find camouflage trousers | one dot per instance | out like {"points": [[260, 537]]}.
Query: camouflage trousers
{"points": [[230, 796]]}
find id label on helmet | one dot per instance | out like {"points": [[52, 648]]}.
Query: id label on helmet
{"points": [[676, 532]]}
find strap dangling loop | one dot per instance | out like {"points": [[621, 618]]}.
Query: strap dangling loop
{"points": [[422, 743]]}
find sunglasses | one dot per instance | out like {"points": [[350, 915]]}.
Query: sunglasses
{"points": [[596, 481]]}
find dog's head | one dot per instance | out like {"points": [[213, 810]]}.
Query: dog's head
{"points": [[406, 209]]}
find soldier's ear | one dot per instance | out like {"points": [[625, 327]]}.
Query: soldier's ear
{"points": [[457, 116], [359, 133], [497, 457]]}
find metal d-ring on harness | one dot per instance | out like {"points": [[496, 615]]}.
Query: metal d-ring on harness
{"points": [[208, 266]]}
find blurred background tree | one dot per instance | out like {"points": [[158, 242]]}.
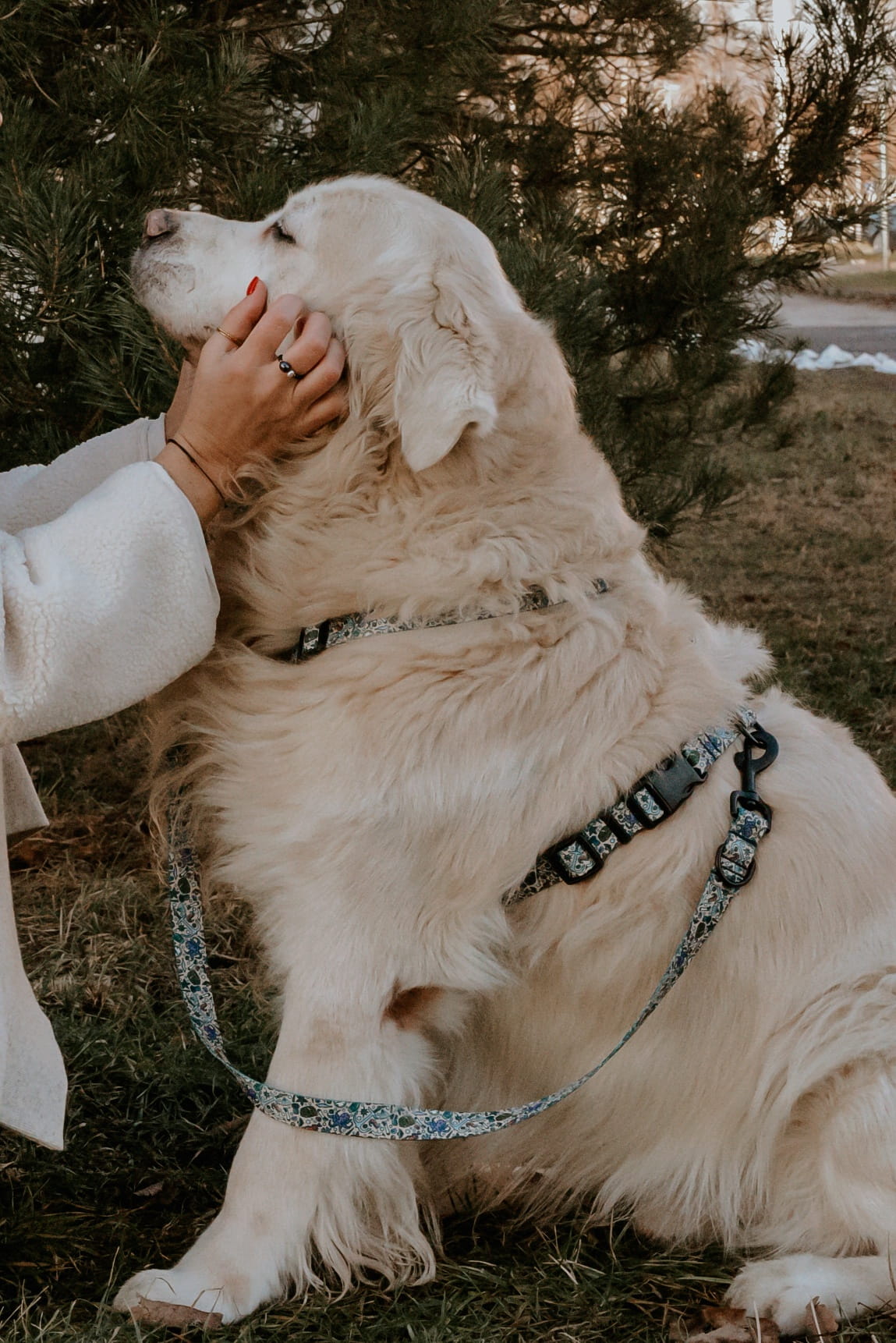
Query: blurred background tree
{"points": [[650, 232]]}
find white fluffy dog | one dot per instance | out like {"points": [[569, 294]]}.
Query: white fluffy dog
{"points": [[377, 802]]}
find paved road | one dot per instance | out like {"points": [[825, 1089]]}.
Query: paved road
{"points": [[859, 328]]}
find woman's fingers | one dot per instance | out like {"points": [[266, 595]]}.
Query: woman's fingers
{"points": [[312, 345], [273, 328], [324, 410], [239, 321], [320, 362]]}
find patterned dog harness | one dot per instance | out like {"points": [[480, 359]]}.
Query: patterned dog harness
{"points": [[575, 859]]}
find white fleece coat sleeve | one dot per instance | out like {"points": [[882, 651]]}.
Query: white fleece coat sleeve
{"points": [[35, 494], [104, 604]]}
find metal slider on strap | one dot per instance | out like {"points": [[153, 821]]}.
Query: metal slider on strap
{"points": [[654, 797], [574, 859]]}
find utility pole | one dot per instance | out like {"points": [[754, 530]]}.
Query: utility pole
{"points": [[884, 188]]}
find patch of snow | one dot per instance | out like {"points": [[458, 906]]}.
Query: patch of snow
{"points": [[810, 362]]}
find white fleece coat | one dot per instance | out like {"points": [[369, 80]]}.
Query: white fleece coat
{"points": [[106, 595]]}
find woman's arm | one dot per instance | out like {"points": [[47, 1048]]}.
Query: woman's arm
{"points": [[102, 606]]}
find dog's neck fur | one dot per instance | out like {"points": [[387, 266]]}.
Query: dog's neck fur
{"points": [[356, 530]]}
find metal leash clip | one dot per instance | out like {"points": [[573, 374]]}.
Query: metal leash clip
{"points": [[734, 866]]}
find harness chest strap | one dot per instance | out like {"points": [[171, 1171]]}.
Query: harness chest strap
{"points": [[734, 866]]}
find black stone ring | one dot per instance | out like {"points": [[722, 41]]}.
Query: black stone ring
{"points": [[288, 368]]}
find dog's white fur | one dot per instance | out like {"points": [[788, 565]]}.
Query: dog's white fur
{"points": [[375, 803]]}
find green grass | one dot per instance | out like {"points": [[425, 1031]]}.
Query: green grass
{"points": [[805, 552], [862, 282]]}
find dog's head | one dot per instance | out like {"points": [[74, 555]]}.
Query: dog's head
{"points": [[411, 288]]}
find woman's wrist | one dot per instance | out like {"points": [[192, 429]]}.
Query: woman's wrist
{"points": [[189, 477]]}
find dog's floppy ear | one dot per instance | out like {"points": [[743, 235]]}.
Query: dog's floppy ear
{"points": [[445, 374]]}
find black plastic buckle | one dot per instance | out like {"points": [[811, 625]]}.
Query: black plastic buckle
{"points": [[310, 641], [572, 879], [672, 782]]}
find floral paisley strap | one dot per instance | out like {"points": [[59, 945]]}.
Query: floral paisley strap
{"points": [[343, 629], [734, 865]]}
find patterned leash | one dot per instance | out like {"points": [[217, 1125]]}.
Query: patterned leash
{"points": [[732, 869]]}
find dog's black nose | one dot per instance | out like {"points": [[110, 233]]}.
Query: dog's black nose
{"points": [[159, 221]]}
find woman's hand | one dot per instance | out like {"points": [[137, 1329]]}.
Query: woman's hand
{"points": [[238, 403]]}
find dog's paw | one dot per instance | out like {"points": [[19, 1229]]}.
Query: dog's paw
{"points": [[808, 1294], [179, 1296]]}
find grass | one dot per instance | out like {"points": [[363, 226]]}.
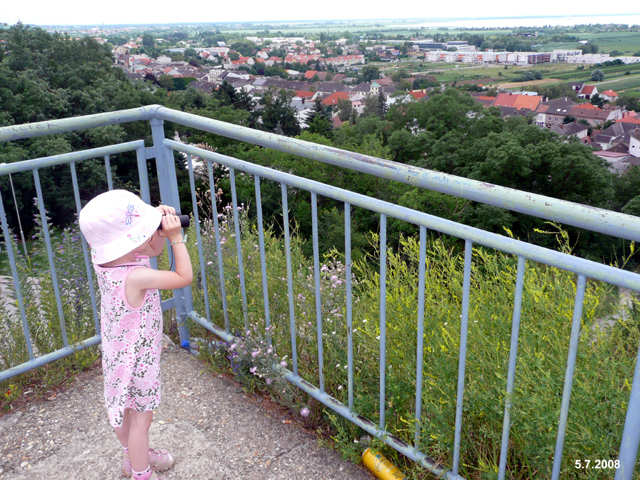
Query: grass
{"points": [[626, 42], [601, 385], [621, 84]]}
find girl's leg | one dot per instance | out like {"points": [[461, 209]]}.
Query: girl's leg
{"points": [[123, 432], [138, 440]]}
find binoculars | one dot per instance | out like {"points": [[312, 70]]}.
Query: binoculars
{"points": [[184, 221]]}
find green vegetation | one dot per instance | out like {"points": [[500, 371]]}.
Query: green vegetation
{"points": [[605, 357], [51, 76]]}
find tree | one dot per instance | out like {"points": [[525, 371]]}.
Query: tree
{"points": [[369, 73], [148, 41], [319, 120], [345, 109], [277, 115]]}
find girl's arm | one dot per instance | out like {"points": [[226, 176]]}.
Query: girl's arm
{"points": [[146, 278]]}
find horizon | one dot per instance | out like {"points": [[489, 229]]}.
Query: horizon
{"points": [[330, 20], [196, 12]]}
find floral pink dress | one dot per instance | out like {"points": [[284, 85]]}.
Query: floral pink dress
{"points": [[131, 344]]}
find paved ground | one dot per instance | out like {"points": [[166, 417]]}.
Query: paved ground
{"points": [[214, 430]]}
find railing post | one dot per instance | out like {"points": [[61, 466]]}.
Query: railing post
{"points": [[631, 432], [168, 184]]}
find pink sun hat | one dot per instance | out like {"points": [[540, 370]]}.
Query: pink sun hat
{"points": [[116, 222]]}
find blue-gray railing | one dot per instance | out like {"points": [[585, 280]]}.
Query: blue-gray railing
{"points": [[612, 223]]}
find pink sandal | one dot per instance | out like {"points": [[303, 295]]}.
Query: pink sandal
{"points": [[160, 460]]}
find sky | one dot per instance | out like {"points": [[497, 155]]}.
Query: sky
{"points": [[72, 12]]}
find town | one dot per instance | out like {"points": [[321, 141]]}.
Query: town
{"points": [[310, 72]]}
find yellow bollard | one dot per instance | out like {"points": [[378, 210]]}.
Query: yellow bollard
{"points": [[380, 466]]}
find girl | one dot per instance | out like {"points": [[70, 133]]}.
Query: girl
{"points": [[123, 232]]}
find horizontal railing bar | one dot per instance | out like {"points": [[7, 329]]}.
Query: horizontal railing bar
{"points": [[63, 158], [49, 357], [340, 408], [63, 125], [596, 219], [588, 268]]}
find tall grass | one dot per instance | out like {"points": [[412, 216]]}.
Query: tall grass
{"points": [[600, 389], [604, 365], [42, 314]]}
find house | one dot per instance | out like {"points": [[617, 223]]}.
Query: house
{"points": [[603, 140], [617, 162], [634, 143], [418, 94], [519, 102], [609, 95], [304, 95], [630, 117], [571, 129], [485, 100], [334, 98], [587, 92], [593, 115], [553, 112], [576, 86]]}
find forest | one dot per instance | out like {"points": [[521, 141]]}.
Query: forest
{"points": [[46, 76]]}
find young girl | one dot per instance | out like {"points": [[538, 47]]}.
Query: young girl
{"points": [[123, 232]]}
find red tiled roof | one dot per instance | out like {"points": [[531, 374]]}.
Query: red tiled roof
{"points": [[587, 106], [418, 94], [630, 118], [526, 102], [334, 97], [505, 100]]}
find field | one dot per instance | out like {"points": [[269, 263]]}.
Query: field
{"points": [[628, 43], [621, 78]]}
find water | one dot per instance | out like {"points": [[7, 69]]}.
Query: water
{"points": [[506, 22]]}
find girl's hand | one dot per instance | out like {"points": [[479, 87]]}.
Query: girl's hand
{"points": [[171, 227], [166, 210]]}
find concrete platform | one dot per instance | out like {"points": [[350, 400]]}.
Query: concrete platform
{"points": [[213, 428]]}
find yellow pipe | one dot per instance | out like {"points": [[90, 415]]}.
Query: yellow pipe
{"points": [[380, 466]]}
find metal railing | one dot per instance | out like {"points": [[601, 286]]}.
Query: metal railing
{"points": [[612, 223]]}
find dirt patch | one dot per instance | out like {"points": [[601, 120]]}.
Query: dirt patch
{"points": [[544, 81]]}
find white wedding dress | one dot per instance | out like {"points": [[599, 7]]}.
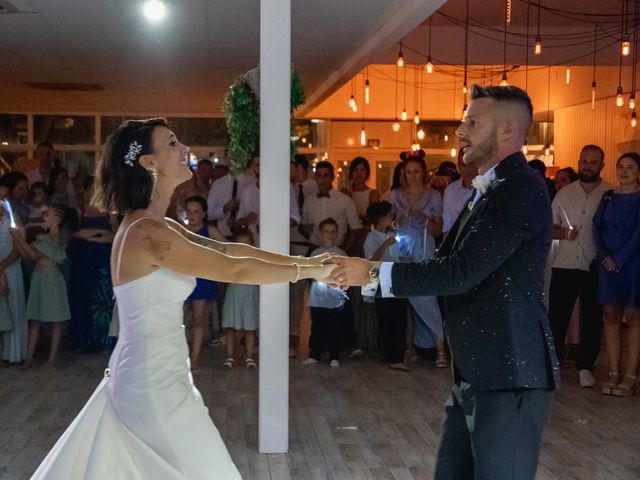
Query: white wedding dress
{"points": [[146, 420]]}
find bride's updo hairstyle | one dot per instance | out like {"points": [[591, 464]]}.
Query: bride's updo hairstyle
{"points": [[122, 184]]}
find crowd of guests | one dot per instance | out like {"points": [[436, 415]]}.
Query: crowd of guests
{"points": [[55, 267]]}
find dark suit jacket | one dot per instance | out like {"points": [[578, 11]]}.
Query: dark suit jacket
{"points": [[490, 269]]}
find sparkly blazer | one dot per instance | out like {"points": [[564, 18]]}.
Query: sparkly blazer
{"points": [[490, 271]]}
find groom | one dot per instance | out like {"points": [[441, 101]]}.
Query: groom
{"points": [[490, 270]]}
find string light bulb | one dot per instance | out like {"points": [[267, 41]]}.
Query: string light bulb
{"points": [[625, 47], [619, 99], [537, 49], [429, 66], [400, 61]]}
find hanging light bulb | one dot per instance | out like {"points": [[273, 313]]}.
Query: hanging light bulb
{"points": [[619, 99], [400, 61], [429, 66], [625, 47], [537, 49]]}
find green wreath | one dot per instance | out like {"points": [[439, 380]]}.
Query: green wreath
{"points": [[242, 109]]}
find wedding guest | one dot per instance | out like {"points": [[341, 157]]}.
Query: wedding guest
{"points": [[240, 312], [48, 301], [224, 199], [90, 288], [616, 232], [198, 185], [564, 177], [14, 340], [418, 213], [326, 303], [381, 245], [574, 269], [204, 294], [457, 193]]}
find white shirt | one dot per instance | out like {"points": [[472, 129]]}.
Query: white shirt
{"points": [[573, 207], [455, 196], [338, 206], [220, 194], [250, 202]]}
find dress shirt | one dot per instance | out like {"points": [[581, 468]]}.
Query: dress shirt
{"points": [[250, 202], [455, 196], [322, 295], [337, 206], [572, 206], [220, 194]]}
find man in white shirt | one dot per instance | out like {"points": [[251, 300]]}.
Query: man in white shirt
# # # # #
* What is required:
Scale the stretch from the line containing "find white shirt" through the end of the entries, both ends included, and return every line of it: multiply each point coordinate in the answers by 0.25 and round to the nearest whole number, with halves rounding up. Leave all other lines and numbers, including the format samples, unchanged.

* Response:
find white shirt | one dot per instance | out like {"points": [[472, 129]]}.
Query: white shirt
{"points": [[143, 52], [114, 49], [85, 52], [55, 49], [63, 51]]}
find dress shirt | one dot per instance | out like {"points": [[581, 468]]}.
Query: dress shirt
{"points": [[63, 51], [114, 49], [81, 74], [84, 52], [143, 52], [55, 49]]}
find man in white shirt | one dot per instance | out like {"points": [[251, 300]]}.
Query: man in white shirt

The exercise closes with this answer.